━━ STUDY TEXT

Or, as he puts it:
Even so — and here’s the key point — politicians don’t care, except to the extent that we make them care. Whatever they say when they’re running for office, their top priority once elected is to build a coalition that will keep them in power, and accumulating money and influence, regardless of whether the interests of that coalition coincide with the public’s.While not disagreeing with the substance of the argument, Reynolds has a line that I think is factually suspect.
One of the reasons that America enjoyed such tremendous growth over the past century was that technology outran regulators’ ability to keep up.Is that true? It is a logically attractive hypothesis but I think there is good cause to consider that empirically unsupported.
Innovation in general and technological change in particular is notoriously difficult to quantify but I would argue that the pace of technological change has speeded up since 1915 but started from a low base and the fastest pace is in the past couple or three decades. Look at the difficulties from both a regulatory and a legal perspective we have with things ranging from simple patent law (think biological copyrights), copyright (music and books), and most currently, drones. Think about the intrusiveness of the internet of everything and what it means to privacy and safety. To me, that is evidence that our regulatory processes are being outstripped by technological change. But earlier? I am not so sure.
I would argue that we got a huge boost to the economy post-World War II by being the last industrial giant left standing. Then in the 1960s we got a boost from the growth in world trade which we had helped foster. In the 1970s and early 1980s we got a boost by removing many of the regulations left over from WWII (telephones, trucking, rail, banking, airlines, etc.). In the 1990s this culminated with the technological boom and continued expansion of global trade involving ever more countries in the world.

━━━━
━━ DATA EXCERPTS

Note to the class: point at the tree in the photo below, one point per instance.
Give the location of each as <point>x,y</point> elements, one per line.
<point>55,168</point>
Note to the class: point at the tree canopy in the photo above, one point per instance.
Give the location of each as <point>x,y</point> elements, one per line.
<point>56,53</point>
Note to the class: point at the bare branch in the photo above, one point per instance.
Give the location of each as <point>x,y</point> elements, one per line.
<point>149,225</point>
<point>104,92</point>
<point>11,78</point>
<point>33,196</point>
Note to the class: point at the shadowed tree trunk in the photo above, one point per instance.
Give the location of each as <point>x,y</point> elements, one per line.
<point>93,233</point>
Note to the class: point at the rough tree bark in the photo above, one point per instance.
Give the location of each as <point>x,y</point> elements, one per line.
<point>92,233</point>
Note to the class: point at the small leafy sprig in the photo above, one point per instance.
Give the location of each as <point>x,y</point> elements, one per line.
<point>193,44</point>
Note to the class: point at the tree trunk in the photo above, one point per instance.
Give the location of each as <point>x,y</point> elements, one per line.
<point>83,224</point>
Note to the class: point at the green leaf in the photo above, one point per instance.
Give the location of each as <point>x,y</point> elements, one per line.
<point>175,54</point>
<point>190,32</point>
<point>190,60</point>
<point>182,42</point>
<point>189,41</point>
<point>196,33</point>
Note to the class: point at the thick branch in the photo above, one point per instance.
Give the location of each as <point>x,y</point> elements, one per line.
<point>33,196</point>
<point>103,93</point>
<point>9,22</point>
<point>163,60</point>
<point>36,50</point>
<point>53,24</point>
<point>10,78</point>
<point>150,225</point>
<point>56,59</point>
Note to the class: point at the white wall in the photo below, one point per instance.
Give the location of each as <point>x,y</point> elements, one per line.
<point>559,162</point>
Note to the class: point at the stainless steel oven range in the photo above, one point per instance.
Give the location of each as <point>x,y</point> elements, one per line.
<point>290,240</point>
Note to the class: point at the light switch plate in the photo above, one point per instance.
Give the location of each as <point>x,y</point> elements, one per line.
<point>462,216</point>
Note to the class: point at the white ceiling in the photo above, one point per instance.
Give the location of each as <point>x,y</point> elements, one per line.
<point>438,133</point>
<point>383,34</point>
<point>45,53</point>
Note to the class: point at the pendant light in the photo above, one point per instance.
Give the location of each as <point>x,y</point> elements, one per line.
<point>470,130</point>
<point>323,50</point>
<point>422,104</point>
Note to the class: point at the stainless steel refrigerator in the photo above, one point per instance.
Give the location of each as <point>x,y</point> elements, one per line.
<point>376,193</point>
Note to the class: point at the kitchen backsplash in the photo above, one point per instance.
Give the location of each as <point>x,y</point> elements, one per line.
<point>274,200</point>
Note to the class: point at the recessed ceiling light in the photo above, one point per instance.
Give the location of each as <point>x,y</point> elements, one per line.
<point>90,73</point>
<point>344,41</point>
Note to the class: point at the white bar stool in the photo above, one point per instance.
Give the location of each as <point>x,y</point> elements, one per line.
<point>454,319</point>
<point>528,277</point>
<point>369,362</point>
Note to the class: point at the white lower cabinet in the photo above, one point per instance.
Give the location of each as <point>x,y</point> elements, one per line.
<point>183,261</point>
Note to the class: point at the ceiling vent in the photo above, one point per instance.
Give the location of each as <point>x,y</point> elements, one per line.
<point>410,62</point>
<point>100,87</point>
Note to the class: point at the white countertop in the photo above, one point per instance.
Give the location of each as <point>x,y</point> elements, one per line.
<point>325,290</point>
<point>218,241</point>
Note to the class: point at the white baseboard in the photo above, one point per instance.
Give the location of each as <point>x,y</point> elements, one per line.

━━━━

#### THINGS TO DO
1. Answer these questions on the passage about regulation and economic growth.
(a) Whose line does the author call factually suspect?
(b) According to the author, what gave the economy a huge boost after World War II?
(c) Which regulations does the author say were removed in the 1970s and early 1980s?
2. Pick up the passage on regulation and economic growth after its final sentence and continue it.
The lines play no part in this exercise.

#### ANSWERS TO THE TASKS
1.
(a) Reynolds's line.
(b) Being the last industrial giant left standing.
(c) Many of the regulations left over from WWII, such as those on telephones, trucking, rail, banking, and airlines.

2.
The pace of technological change and corresponding regulatory change is in the mix somewhere but I don't think that our growth was driven by change occurring so fast that we weren't able to keep up from a regulatory view. In fact, I think the stronger argument is that for a long time we had a more principled class who were committed to the welfare of the commonweal by pursuing greater trade and lesser regulation. I think we are on pretty safe ground making the argument that we have a much worse political class than we did in the past, more interested in their political careers than in the welfare of the nation as a whole. That, combined with the prolonged Great Recession, perhaps all that has happened is that the benefits of past pro-growth policies are sputtering and politicians are more blatantly interested in simply taxing anything that can benefit their power and money equation. As long as the economy was generating its own growth, they could afford to be at least somewhat principled. When faced with the constraining consequences of low growth, they probably now consider principles a burden too great.